[[ RECORDS FOR THE EXERCISE open ]]

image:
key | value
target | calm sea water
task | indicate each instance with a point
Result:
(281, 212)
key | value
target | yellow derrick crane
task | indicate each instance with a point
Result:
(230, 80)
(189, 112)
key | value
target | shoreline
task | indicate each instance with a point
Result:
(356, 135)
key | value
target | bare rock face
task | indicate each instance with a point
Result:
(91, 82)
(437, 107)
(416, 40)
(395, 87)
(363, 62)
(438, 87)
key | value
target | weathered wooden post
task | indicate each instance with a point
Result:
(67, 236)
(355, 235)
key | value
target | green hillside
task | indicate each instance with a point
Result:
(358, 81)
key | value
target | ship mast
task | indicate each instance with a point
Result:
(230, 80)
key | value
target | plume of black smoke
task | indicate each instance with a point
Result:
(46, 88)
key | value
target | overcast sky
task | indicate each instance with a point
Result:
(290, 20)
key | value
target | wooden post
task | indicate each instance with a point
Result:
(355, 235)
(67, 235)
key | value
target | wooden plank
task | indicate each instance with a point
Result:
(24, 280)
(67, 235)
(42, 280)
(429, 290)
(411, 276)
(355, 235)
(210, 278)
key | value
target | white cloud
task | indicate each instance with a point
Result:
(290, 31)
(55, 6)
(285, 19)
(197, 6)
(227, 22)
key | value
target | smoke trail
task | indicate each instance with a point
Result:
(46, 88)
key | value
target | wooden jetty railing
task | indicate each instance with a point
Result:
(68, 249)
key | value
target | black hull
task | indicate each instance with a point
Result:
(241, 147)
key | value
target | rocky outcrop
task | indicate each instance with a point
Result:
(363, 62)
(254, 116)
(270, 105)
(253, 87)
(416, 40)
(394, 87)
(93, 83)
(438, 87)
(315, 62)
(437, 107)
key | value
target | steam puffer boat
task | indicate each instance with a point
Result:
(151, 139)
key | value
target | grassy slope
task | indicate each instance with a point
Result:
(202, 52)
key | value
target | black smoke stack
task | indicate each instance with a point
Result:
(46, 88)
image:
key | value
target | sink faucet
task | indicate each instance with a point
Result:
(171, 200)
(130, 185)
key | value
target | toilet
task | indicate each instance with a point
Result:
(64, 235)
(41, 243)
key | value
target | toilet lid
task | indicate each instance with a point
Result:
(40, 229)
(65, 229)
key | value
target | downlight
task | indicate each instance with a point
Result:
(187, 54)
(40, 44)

[[ RECORDS FOR THE EXERCISE closed ]]

**YOUR ASSIGNMENT**
Transcribe the data above verbatim.

**OUTPUT FOR THIS EXERCISE**
image:
key | value
target | calm sea water
task | indicate each instance with a point
Result:
(281, 212)
key | value
target | yellow derrick crane
task | indicate each instance with a point
Result:
(230, 80)
(189, 112)
key | value
target | shoreline
task | indicate each instance with a point
Result:
(356, 135)
key | value
target | bare rock face
task | indicate each instance with a point
Result:
(91, 82)
(437, 107)
(416, 40)
(395, 87)
(363, 62)
(438, 87)
key | value
target | weathered wooden post
task | indicate each instance with a point
Result:
(67, 236)
(355, 235)
key | value
target | green hillside
task | indicate each instance with a point
Result:
(358, 81)
key | value
target | ship mast
task | indicate each instance with a point
Result:
(230, 80)
key | value
target | plume of black smoke
task | indicate each instance with a point
Result:
(46, 88)
key | value
target | overcast sky
task | indicate each instance with a point
Result:
(290, 20)
key | value
target | wooden post
task | indicate each instance with a point
Result:
(355, 235)
(67, 235)
key | value
target | wooden plank
task | indicate each instance with a point
Result:
(24, 280)
(67, 235)
(42, 280)
(429, 290)
(411, 276)
(355, 235)
(210, 278)
key | value
target | white cloud
task | indicate each instance with a point
Result:
(290, 31)
(55, 6)
(285, 19)
(197, 6)
(227, 22)
key | value
target | smoke trail
task | indicate each instance with a point
Result:
(46, 88)
key | value
target | wooden jetty railing
task | indicate each instance with a point
Result:
(68, 249)
key | value
target | black hull
task | indicate each instance with a point
Result:
(241, 147)
key | value
target | rocky outcrop
task | indicate each instance with a point
Result:
(363, 62)
(254, 116)
(270, 105)
(253, 87)
(416, 40)
(394, 87)
(93, 83)
(438, 87)
(315, 62)
(437, 107)
key | value
target | steam puffer boat
task | indicate each instance with a point
Result:
(151, 139)
key | value
target | grassy slope
task | indicate each instance with a point
Result:
(202, 52)
key | value
target | black smoke stack
task | indicate each instance with a point
Result:
(46, 88)
image:
key | value
target | sink faucet
task | indicate each instance with a point
Result:
(171, 200)
(130, 185)
key | value
target | toilet
task | indicate each instance with a point
Result:
(64, 235)
(41, 243)
key | value
target | toilet lid
task | indicate each instance with a point
Result:
(40, 229)
(65, 229)
key | value
target | downlight
task | indicate each instance with a point
Result:
(187, 54)
(40, 44)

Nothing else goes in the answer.